### Extracted entries ###
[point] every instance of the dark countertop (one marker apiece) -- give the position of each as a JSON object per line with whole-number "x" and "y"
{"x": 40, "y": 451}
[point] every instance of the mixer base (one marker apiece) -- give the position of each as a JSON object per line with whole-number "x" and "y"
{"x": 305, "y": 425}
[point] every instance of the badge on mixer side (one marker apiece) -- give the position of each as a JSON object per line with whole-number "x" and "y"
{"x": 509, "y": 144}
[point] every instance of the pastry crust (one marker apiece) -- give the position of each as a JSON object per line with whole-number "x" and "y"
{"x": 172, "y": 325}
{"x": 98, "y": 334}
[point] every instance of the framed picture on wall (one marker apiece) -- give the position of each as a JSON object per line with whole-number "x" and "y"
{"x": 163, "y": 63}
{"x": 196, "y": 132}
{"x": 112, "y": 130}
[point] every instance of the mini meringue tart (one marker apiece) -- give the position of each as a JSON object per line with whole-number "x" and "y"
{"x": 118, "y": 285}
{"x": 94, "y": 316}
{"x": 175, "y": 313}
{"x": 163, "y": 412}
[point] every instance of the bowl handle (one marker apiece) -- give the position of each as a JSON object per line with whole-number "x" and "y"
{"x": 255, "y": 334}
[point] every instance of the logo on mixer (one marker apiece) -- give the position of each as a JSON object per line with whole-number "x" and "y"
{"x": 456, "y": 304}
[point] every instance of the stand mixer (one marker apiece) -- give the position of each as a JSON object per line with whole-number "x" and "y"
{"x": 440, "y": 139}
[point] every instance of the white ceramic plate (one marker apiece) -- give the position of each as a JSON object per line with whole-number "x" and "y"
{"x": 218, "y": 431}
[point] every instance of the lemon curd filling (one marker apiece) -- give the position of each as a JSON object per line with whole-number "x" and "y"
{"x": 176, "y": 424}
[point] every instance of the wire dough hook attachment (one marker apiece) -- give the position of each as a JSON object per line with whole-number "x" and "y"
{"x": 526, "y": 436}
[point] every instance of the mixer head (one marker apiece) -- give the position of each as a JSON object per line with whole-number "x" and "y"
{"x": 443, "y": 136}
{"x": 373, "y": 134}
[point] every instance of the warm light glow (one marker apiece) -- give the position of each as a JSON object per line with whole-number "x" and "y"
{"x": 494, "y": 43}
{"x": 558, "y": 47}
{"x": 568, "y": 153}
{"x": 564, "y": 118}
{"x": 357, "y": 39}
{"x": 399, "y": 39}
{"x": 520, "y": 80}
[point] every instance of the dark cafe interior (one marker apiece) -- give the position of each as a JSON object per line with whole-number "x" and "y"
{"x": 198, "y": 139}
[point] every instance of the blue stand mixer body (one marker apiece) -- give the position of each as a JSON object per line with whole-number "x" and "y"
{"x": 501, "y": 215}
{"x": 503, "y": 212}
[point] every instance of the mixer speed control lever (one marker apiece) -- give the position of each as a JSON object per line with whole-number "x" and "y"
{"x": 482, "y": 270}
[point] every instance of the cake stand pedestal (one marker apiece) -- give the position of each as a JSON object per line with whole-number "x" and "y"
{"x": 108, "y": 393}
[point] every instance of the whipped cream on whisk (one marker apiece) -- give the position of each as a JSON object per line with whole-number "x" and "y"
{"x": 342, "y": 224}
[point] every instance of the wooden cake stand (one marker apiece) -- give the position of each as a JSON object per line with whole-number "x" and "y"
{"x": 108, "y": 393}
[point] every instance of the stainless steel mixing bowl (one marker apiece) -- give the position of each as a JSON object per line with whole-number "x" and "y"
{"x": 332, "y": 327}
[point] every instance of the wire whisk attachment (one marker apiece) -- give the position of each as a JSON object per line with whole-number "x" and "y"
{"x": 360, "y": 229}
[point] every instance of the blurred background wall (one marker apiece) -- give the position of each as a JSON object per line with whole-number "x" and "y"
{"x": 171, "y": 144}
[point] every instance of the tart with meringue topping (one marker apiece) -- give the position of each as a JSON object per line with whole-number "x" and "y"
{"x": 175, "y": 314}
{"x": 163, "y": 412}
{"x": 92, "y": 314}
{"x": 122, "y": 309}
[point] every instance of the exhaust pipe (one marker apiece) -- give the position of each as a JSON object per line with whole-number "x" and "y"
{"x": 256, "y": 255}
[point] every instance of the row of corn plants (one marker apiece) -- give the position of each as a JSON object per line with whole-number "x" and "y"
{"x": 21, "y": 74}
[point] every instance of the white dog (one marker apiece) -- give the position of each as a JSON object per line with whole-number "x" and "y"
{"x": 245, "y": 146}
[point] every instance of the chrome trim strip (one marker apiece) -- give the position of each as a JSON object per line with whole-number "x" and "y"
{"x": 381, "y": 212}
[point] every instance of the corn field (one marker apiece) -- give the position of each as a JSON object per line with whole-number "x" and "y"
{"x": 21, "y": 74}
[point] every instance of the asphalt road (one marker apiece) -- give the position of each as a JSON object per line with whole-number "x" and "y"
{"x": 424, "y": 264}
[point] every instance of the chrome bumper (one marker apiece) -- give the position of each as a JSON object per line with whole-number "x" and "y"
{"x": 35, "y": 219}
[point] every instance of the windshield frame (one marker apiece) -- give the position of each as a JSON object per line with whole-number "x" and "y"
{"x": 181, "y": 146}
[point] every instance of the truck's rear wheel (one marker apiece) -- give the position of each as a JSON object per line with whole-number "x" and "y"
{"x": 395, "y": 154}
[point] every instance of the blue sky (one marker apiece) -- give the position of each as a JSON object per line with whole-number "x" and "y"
###
### Work required
Reproduce the lines word for word, starting at the one holding "[point] every instance of the windshield" and ending at the final line of the material above.

### Solved exercise
[point] every instance of the windshield frame (one marker apiece) -- give the position of each as a JSON object per line with whole-number "x" and "y"
{"x": 181, "y": 146}
[point] every instance of the truck's rear wheel (one marker apiece) -- give the position of each as a JSON object per line with whole-number "x" and "y"
{"x": 395, "y": 154}
[point] every instance of the blue sky (one marker apiece) -- give the position of each as a JSON object per line with whole-number "x" and "y"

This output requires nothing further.